Exercise directions ▸ From the line containing "Please drop a marker on every instance of the building" through the last line of the records below, output every line exactly, both ends included, except the pictures.

Entries shown ▸
*** Block opens ***

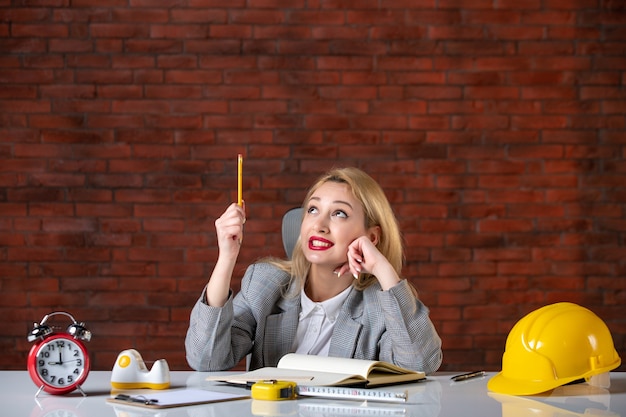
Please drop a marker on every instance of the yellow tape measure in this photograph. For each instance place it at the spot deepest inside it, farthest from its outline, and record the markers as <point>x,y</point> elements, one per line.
<point>274,390</point>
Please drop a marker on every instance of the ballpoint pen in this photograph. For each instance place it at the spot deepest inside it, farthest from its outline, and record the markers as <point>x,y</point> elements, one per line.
<point>468,375</point>
<point>239,179</point>
<point>138,399</point>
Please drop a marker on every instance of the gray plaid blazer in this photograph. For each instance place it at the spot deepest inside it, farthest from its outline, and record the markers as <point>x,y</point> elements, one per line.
<point>392,326</point>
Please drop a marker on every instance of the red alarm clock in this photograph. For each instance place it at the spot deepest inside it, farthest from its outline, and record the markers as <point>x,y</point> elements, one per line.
<point>58,362</point>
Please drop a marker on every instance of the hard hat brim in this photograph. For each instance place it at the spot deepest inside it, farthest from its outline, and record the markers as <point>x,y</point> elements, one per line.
<point>503,385</point>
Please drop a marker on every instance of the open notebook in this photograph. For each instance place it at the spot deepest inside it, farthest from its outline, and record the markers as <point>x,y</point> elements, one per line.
<point>316,370</point>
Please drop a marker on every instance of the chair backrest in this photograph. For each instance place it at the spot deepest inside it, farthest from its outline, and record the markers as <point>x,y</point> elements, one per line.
<point>291,229</point>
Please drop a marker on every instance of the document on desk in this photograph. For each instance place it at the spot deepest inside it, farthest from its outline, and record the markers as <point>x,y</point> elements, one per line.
<point>175,398</point>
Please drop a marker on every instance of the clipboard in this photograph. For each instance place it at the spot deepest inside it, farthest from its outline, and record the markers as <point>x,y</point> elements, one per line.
<point>175,398</point>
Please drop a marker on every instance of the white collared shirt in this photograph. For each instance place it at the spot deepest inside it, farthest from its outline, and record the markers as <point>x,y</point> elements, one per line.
<point>316,323</point>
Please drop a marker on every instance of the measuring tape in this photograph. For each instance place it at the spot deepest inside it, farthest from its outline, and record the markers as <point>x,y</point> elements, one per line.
<point>286,390</point>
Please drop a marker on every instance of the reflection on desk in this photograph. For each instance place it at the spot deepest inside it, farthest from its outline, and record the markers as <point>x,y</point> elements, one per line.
<point>435,397</point>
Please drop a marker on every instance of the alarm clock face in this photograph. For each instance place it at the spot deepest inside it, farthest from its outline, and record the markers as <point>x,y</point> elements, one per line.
<point>59,363</point>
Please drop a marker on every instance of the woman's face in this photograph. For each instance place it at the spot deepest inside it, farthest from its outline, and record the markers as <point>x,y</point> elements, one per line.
<point>333,219</point>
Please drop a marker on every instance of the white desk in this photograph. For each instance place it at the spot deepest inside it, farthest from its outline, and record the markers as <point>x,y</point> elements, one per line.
<point>437,396</point>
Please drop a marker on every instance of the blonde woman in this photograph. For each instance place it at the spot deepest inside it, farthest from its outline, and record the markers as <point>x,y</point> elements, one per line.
<point>342,294</point>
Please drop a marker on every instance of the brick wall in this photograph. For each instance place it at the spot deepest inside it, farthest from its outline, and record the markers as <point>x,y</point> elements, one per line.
<point>496,127</point>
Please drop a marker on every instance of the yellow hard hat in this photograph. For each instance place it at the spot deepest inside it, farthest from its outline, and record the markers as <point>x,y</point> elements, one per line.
<point>553,346</point>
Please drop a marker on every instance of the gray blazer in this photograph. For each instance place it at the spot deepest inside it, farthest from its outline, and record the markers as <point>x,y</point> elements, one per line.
<point>391,326</point>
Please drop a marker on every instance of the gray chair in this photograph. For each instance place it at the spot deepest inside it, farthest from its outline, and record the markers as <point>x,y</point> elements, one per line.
<point>291,229</point>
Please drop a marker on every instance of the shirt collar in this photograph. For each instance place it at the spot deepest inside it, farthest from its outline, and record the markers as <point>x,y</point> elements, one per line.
<point>330,307</point>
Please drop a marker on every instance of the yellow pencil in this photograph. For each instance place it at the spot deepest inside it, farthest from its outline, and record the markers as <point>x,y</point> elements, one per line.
<point>239,178</point>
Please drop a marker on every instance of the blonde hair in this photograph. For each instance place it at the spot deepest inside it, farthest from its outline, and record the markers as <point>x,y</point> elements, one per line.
<point>378,212</point>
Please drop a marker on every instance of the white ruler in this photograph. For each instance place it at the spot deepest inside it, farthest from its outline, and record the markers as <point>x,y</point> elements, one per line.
<point>352,393</point>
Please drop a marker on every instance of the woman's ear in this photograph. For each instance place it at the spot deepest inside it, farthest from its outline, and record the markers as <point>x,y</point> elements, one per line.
<point>374,234</point>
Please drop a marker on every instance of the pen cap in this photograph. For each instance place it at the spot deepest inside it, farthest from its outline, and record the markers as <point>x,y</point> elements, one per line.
<point>553,346</point>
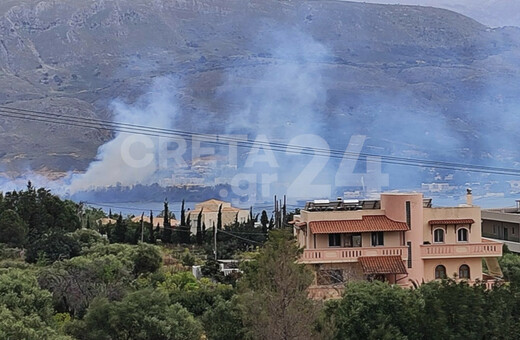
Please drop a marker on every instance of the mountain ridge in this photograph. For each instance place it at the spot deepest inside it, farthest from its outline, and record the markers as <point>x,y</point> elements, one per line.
<point>76,58</point>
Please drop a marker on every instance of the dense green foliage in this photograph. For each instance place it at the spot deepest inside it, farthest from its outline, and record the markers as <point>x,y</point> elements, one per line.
<point>77,284</point>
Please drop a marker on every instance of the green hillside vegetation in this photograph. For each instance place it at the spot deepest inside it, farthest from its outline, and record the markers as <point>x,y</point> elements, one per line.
<point>61,282</point>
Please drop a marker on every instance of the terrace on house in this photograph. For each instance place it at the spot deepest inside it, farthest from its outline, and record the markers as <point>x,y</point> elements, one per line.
<point>399,238</point>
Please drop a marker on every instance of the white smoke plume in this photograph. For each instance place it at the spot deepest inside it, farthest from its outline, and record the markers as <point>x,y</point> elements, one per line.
<point>129,158</point>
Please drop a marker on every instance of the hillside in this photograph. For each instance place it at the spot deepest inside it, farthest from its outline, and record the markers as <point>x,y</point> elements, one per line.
<point>376,67</point>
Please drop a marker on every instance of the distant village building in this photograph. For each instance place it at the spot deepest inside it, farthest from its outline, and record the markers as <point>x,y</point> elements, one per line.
<point>210,209</point>
<point>157,221</point>
<point>503,224</point>
<point>399,238</point>
<point>105,221</point>
<point>435,187</point>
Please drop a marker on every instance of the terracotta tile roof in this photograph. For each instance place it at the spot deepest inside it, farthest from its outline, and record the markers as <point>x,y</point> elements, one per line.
<point>382,265</point>
<point>366,224</point>
<point>452,221</point>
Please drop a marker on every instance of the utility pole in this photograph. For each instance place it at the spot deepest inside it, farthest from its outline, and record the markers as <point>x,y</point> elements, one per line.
<point>142,227</point>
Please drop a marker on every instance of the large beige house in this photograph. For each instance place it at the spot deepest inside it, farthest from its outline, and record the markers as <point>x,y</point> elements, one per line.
<point>400,238</point>
<point>210,214</point>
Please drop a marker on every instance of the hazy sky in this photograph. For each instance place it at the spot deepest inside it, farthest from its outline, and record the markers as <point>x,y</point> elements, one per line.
<point>489,12</point>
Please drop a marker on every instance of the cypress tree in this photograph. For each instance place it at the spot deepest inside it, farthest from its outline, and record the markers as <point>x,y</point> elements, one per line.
<point>119,234</point>
<point>183,214</point>
<point>167,230</point>
<point>219,217</point>
<point>199,228</point>
<point>186,231</point>
<point>150,229</point>
<point>264,220</point>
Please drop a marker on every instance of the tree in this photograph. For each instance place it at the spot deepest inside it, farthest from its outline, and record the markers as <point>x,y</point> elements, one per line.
<point>119,234</point>
<point>12,228</point>
<point>271,223</point>
<point>367,311</point>
<point>274,299</point>
<point>26,311</point>
<point>219,218</point>
<point>183,214</point>
<point>52,247</point>
<point>147,259</point>
<point>199,228</point>
<point>223,320</point>
<point>150,229</point>
<point>167,230</point>
<point>75,283</point>
<point>144,314</point>
<point>264,219</point>
<point>186,231</point>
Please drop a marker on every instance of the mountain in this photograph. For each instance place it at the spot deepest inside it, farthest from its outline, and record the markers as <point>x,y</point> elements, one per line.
<point>418,81</point>
<point>494,13</point>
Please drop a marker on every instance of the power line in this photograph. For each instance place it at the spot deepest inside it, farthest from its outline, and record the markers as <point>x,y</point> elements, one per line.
<point>56,118</point>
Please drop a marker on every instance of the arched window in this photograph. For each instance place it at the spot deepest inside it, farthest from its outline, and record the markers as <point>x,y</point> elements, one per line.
<point>464,271</point>
<point>438,236</point>
<point>440,272</point>
<point>462,235</point>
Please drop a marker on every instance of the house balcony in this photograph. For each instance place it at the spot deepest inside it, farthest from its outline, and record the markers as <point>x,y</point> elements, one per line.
<point>339,255</point>
<point>461,250</point>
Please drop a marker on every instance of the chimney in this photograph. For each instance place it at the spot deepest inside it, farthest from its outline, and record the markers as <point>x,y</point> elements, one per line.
<point>469,197</point>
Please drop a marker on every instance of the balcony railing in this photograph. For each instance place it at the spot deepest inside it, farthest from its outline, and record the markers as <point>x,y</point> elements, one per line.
<point>335,255</point>
<point>484,249</point>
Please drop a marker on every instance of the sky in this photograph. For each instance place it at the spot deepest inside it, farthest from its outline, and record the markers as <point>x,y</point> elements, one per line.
<point>493,13</point>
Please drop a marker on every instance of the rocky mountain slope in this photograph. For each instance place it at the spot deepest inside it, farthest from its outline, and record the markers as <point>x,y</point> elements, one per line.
<point>418,81</point>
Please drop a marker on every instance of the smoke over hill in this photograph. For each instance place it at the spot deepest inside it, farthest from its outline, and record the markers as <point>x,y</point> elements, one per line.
<point>415,82</point>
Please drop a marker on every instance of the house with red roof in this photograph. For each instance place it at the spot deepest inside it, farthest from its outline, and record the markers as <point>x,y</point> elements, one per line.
<point>399,238</point>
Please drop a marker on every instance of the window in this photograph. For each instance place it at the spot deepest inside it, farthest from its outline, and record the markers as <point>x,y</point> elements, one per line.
<point>440,272</point>
<point>438,236</point>
<point>334,240</point>
<point>377,238</point>
<point>352,240</point>
<point>464,271</point>
<point>462,235</point>
<point>330,276</point>
<point>408,214</point>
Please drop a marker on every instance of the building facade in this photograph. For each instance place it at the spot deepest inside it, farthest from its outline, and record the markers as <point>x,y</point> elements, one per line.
<point>503,225</point>
<point>399,238</point>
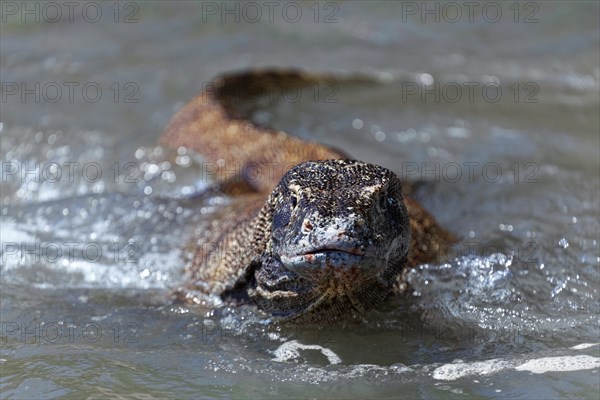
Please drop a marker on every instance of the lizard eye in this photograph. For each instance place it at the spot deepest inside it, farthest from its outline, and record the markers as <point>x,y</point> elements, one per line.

*** Block closes ***

Solved problem ▸
Please drop a marker on every instance of the building facade in this photograph. For each instance place it at the spot deepest inside it, farthest from its outline, and record the markers as <point>x,y</point> elements, one per line.
<point>503,225</point>
<point>399,238</point>
Please drop a marker on every instance of the lizard eye in this photograph. For each instance place it at the spot deepest inside it, farthest from its outline, and record the markers as <point>x,y</point> elements, one per line.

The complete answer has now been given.